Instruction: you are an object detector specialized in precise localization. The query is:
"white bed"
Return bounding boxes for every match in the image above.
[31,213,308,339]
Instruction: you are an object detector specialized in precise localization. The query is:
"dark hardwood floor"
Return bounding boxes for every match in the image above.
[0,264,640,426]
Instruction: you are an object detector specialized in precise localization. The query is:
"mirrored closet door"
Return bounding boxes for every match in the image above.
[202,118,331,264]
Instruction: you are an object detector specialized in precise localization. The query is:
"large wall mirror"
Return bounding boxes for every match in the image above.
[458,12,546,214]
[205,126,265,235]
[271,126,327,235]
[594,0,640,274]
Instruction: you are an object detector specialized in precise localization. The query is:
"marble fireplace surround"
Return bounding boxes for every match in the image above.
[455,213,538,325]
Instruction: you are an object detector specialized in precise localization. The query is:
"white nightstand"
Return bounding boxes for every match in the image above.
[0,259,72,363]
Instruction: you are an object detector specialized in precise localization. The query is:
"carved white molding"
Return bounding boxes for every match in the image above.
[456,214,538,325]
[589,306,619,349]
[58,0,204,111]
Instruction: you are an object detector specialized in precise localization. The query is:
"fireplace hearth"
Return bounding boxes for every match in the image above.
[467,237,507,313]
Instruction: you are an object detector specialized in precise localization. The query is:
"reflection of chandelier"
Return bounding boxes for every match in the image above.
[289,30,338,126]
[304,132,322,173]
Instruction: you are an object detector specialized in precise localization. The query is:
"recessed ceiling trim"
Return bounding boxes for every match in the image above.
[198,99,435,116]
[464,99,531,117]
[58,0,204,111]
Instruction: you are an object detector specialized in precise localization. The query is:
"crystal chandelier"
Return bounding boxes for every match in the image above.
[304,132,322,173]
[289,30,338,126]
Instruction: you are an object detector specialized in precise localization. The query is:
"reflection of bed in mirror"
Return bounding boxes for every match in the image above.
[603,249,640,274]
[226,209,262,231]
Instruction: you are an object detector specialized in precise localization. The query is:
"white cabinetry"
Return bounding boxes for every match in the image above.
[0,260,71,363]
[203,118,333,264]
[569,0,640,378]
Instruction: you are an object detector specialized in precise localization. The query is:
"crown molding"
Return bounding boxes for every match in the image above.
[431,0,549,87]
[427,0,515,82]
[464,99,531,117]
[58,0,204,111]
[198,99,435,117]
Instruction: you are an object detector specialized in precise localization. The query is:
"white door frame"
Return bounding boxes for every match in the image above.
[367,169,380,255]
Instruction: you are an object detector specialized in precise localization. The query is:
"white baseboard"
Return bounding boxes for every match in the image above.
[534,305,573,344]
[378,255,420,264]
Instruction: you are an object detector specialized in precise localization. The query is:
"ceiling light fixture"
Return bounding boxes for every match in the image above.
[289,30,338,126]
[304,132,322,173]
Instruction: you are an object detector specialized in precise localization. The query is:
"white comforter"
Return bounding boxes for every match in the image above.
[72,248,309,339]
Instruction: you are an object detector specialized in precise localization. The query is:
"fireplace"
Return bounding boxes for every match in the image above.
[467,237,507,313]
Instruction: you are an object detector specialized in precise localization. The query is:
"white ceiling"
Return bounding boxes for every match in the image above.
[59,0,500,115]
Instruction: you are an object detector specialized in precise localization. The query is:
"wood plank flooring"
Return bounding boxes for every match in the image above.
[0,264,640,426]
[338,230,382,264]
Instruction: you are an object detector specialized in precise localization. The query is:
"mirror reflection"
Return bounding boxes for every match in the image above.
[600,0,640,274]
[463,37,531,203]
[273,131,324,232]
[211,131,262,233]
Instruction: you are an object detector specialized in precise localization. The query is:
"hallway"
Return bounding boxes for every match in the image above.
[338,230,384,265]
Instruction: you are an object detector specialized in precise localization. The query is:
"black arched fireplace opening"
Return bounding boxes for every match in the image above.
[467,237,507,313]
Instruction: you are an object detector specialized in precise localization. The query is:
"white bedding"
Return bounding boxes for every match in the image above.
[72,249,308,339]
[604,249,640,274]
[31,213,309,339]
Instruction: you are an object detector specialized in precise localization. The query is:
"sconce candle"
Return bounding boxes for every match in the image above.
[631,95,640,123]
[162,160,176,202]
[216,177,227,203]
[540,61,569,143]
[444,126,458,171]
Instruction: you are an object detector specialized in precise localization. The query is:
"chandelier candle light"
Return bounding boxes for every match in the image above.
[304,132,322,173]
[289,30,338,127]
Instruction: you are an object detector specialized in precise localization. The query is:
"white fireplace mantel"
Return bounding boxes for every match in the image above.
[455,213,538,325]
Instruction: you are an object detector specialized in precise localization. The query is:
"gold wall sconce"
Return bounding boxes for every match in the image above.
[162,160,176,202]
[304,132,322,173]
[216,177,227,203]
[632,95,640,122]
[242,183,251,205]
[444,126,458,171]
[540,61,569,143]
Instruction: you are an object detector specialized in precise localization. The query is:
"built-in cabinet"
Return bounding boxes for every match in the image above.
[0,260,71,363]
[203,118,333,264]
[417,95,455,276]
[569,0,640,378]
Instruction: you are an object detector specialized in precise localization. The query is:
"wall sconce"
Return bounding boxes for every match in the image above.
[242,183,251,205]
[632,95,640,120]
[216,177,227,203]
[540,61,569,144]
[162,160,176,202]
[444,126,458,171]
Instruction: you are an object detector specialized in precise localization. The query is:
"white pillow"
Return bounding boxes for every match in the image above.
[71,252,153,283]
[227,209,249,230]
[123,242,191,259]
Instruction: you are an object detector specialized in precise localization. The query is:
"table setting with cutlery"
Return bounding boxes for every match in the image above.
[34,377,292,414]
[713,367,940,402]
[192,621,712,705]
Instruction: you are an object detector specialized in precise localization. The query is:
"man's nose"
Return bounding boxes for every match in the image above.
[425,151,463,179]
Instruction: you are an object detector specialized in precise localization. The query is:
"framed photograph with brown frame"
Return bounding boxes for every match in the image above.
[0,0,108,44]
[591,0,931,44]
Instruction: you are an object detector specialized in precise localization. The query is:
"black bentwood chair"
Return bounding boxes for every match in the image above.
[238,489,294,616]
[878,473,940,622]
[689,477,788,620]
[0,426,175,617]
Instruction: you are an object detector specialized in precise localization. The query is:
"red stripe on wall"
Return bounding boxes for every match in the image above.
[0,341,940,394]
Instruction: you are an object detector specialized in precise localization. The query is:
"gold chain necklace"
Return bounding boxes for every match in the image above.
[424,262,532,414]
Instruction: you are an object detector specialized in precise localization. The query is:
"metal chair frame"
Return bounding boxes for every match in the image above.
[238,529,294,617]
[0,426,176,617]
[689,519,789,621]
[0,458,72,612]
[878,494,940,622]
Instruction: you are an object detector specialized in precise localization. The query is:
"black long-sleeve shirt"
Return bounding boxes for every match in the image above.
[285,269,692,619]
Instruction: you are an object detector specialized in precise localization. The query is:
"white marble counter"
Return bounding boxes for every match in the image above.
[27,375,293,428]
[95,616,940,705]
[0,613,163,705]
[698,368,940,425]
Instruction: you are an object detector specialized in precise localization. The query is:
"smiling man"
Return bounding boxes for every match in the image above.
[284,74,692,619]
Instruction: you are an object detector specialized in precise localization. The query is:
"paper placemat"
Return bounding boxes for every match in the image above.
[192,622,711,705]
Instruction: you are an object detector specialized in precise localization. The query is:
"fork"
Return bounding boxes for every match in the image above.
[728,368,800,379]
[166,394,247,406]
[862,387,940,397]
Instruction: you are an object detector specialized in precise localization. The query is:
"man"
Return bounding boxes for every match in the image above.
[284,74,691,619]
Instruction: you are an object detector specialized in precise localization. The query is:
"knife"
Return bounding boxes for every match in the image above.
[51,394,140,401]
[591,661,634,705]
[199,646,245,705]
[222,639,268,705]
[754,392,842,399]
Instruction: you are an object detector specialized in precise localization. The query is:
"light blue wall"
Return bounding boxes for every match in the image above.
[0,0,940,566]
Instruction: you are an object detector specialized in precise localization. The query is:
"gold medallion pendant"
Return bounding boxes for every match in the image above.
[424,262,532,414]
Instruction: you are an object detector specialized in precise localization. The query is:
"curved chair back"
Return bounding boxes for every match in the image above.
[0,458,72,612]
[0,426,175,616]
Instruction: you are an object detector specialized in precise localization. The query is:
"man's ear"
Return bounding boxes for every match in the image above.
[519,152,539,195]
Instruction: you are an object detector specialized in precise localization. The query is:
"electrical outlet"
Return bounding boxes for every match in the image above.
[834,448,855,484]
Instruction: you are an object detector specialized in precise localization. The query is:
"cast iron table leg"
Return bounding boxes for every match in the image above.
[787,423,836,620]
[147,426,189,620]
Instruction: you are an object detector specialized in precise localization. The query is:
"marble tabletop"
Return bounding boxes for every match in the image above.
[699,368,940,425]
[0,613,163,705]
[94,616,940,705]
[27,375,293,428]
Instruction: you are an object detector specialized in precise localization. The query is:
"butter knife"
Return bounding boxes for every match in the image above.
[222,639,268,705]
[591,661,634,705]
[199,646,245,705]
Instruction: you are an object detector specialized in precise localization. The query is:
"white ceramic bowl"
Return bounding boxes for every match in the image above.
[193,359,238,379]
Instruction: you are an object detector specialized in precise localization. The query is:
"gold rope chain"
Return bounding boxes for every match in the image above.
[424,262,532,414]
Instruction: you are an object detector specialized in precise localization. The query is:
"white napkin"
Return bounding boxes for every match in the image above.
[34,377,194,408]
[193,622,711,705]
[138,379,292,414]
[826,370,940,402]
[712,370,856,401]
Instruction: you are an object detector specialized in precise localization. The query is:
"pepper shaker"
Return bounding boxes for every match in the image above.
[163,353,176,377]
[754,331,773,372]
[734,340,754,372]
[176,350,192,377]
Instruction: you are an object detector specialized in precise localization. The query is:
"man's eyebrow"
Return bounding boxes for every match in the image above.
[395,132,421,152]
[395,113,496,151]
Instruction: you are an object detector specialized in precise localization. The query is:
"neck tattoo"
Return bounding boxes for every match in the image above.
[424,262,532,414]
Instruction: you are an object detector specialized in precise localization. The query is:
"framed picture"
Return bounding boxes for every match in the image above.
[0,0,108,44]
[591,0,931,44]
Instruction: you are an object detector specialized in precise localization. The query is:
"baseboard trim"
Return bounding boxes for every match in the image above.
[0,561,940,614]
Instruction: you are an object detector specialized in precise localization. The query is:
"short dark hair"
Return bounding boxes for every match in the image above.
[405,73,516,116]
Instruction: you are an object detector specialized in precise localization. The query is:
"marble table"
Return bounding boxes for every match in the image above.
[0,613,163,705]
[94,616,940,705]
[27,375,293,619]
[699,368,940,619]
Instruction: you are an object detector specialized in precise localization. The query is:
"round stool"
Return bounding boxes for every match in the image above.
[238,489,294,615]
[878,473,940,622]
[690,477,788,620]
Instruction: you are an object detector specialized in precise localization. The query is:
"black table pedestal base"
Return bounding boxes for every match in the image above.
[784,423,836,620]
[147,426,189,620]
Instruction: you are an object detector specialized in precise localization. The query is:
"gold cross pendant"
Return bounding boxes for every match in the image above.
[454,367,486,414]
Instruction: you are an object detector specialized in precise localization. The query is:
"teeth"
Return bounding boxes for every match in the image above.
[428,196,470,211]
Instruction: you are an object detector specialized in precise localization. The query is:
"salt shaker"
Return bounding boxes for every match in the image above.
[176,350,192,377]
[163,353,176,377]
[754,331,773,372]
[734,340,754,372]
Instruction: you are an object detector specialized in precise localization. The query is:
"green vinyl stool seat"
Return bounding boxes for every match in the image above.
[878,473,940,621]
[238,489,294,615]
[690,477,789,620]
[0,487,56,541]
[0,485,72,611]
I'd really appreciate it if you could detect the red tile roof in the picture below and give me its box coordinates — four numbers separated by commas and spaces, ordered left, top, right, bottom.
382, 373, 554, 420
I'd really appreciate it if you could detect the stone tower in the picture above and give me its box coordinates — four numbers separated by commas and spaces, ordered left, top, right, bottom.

# # # #

## [Objective]
Can you copy out the material above, unchanged, from its opening line through the line containing "[594,0,640,274]", including both of those lines?

## [Exercise output]
Instruction: you are an object detector specialized in precise localization. The query is:
"white bed"
Return bounding boxes for every match in the image above.
[31,213,308,339]
Instruction: you are an object detector specialized in precise localization. The query is:
"dark hardwood floor"
Return bounding boxes for every match in the image above.
[0,264,640,426]
Instruction: you are an object detector specialized in precise localization. The query is:
"mirrored closet door"
Return bounding boxes for every match in the image above.
[202,118,331,264]
Instruction: you are an object detector specialized in precise localization. The query is:
"large wall mirror"
Return bounding boxes for every match in the image above.
[458,12,546,214]
[205,126,265,235]
[271,126,327,235]
[594,0,640,274]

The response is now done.